— begin EXCERPT TO READ —

The high mesophase content pitch, preferably 100% mesophase as a raw material for producing carbon fibers is produced by subjecting a distillate fractions (an initial boiling point is from 404° C. to 409° C.) of a petroleum pitch such as a residual carbonaceous material produced as a by-product of catalytic cracking process (F.C.C.) of vacuum gas oil, to heat-treatment at a temperature of 360° C. to 420° C. by using a carrier gas which is a hydrocarbon gas of low molecular weight to produce a mesophase-containing pitch, then treating the resulting mesophase-containing pitch at an aging condition entirely different from that of mesophase formation, for a long time to melt and coalesce only mesophase, and separating (purifying) the mesophase by utilizing the difference in physical properties of mesophase and non-mesophase fractions at the aging temperature.

The inventions entitled "Method for Producing Mesophase-containing Pitch by Using a Carrier Gas", "Method for Producing Mesophase Pitch", "Improved Method for Producing Mesophase Pitch" and "Method for Producing Mesophase Continuously" by Masami Watanabe, U.S. Pat. Nos. 4,487,685, 4,529,498, 4,529,499 and 4,512,874, respectively, are incorporated by reference.

The detailed structure of the fold or wrinkle of layers of the hexagonal carbon network plane cannot be characterized by the surface observation using a scanning electron microscope (SEM). The observation is usually carried out by image observation, using the (002) diffraction line in dark field using a transmission electron microscope (TEM). The size of the fold radius can be obtained from this image. The fibers first are immersed in a resin, and pieces of the specimen are sliced therefrom, in the direction of fiber axis, using a microtome. The specimen is set in position in the TEM, and the optical system of electron microscope is adjusted to the position where image observation of (002) planes in dark field can be made. Alternatively, a fiber specimen may be ground in an agate mortar and mounted on the grid of electron microscope.

— end EXCERPT TO READ —
— begin RECORDS SHOWN —

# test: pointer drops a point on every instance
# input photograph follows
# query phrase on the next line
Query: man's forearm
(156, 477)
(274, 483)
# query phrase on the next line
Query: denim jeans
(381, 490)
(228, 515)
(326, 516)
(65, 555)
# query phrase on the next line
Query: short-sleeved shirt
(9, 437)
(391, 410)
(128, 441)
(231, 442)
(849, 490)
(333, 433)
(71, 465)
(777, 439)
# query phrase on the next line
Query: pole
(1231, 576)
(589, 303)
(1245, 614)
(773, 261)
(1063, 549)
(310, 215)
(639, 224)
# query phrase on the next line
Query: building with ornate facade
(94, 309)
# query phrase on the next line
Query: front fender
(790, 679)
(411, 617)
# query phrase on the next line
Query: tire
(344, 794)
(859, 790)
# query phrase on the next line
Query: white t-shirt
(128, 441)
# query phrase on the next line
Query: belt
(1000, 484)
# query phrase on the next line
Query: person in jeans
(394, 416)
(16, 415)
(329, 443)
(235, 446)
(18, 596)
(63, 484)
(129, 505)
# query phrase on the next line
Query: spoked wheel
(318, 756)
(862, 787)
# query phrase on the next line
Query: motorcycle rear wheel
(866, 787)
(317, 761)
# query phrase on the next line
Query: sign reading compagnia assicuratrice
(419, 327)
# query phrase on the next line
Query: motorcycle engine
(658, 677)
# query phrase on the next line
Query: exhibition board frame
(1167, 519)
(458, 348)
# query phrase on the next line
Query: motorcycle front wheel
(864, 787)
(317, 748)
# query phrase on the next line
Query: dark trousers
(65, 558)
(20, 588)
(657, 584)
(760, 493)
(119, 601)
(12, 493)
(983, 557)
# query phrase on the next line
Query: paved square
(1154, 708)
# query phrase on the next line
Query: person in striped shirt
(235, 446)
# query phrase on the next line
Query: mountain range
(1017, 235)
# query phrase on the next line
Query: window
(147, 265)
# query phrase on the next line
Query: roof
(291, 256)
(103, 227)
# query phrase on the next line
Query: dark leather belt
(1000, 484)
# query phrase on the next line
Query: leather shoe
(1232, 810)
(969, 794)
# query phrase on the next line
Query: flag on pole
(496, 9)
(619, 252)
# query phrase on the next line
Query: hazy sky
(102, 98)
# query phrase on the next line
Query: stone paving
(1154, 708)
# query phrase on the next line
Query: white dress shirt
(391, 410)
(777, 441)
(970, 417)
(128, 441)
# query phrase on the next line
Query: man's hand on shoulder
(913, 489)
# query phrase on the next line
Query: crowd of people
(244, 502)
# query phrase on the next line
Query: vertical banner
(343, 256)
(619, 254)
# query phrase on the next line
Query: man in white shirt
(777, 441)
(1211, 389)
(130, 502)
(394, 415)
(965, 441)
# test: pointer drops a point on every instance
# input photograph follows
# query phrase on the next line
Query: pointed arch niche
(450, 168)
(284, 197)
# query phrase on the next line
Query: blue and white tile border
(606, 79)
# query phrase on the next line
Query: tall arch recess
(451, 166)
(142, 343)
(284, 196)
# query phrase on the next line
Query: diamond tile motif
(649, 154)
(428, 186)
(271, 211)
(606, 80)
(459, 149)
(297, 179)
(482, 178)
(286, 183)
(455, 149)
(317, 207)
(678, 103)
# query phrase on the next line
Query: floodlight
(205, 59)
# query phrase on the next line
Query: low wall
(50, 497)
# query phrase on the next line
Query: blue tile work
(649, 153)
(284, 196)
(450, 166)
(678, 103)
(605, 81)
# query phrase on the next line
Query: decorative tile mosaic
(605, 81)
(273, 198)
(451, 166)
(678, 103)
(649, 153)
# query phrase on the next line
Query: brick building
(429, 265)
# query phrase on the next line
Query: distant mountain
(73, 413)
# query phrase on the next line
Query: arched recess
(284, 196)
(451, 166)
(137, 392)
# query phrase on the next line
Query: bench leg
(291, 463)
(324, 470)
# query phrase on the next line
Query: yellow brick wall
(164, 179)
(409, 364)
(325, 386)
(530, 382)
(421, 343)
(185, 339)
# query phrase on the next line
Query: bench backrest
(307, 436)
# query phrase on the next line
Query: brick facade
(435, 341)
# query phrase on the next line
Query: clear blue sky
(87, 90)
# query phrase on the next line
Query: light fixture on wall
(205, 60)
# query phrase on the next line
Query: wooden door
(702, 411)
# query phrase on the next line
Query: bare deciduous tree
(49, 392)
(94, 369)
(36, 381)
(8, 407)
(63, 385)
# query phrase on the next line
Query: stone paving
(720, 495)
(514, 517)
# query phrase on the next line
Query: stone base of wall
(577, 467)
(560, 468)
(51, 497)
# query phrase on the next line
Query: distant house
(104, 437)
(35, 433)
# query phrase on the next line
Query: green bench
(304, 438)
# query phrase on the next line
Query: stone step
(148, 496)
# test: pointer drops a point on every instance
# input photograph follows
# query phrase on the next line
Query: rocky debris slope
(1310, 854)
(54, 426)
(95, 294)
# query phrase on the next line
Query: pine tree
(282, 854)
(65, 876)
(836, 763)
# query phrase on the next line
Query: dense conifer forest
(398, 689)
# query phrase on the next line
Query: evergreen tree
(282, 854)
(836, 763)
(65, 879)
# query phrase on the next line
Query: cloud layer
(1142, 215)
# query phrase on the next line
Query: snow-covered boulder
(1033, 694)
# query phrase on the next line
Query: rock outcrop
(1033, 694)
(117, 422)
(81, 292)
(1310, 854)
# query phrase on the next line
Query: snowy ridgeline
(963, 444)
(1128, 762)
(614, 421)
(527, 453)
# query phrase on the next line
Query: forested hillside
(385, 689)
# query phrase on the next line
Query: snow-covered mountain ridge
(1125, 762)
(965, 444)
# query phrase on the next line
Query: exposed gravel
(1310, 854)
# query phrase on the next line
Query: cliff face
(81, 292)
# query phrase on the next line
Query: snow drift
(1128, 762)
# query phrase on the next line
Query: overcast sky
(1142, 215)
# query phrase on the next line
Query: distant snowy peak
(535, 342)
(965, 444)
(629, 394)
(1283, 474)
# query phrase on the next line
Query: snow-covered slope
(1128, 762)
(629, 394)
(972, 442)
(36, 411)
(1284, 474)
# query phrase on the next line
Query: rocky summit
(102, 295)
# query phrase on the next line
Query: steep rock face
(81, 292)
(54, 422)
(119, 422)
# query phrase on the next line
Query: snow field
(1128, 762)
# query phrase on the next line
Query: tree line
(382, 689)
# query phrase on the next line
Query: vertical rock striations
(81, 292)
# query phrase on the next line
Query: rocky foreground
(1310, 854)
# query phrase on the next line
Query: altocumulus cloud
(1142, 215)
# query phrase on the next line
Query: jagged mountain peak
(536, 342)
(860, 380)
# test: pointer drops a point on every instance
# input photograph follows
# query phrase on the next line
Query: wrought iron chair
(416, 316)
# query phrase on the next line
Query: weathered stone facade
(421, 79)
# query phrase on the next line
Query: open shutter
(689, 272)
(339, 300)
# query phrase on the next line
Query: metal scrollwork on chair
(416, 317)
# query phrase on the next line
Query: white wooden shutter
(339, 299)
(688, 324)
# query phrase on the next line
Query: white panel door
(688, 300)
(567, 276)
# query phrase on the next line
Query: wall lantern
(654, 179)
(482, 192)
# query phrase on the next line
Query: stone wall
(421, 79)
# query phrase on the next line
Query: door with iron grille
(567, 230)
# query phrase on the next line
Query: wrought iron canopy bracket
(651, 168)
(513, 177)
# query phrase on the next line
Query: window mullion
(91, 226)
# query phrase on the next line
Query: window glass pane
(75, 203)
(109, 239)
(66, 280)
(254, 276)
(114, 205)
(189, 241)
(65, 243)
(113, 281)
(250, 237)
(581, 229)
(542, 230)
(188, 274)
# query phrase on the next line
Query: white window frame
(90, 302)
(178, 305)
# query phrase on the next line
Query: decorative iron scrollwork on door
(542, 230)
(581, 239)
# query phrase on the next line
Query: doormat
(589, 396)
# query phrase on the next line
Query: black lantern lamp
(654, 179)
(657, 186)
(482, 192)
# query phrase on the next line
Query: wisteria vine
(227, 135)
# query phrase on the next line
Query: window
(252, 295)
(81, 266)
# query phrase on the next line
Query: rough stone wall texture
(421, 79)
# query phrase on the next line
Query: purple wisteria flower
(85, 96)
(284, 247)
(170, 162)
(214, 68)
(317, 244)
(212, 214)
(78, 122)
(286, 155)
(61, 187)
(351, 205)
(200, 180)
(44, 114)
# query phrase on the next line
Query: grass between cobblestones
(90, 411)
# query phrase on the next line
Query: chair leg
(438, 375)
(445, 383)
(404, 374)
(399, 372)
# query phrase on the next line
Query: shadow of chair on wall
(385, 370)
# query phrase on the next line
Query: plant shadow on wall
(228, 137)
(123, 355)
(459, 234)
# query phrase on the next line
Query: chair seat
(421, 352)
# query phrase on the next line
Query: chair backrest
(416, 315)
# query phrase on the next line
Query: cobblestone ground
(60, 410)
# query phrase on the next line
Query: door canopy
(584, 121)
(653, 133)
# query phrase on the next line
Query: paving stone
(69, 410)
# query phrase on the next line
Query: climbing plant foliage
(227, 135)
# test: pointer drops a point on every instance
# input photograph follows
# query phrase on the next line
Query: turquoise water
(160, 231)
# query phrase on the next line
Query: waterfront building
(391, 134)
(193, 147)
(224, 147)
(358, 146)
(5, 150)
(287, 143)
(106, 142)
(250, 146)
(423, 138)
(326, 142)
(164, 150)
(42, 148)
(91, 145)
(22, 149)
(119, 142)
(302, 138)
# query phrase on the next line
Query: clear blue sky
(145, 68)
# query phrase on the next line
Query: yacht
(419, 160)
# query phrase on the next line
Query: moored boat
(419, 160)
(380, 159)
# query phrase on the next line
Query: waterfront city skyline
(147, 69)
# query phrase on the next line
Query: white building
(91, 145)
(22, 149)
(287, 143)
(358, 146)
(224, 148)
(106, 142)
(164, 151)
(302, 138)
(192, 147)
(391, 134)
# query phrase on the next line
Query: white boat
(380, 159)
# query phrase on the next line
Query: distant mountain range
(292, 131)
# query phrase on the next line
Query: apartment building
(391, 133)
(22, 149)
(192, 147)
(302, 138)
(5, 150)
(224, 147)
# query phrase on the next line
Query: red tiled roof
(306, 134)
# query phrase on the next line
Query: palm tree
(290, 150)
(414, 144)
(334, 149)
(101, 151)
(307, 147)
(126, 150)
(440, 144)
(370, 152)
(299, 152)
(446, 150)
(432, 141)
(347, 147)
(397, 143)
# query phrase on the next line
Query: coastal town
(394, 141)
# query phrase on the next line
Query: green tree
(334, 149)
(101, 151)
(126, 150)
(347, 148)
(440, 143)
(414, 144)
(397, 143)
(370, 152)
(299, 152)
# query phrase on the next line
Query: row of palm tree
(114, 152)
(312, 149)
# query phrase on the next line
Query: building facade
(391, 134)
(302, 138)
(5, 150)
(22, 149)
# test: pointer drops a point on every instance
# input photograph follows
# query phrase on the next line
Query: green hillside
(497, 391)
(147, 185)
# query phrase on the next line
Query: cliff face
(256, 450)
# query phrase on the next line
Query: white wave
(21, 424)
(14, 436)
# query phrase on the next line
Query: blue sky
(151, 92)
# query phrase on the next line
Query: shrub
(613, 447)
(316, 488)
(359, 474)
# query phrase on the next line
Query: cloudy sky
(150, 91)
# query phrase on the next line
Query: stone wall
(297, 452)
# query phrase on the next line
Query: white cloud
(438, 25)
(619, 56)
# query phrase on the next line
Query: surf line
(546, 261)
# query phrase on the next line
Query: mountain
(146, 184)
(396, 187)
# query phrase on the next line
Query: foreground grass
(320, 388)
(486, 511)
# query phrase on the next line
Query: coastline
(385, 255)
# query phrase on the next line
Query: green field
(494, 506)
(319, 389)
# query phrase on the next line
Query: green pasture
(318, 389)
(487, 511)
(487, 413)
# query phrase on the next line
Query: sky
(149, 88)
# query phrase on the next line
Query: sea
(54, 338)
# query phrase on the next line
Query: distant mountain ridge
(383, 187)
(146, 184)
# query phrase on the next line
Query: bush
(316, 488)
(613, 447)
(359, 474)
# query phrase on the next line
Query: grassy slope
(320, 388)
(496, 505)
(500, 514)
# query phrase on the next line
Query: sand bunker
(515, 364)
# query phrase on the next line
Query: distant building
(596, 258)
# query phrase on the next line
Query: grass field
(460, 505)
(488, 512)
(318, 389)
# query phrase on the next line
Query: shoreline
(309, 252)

— end RECORDS SHOWN —

• REQUIRED WORK:
From the text on mesophase pitch, copy out the stretch from "The inventions entitled" through "incorporated by reference.".

• SOLUTION TO THIS EXERCISE:
The inventions entitled "Method for Producing Mesophase-containing Pitch by Using a Carrier Gas", "Method for Producing Mesophase Pitch", "Improved Method for Producing Mesophase Pitch" and "Method for Producing Mesophase Continuously" by Masami Watanabe, U.S. Pat. Nos. 4,487,685, 4,529,498, 4,529,499 and 4,512,874, respectively, are incorporated by reference.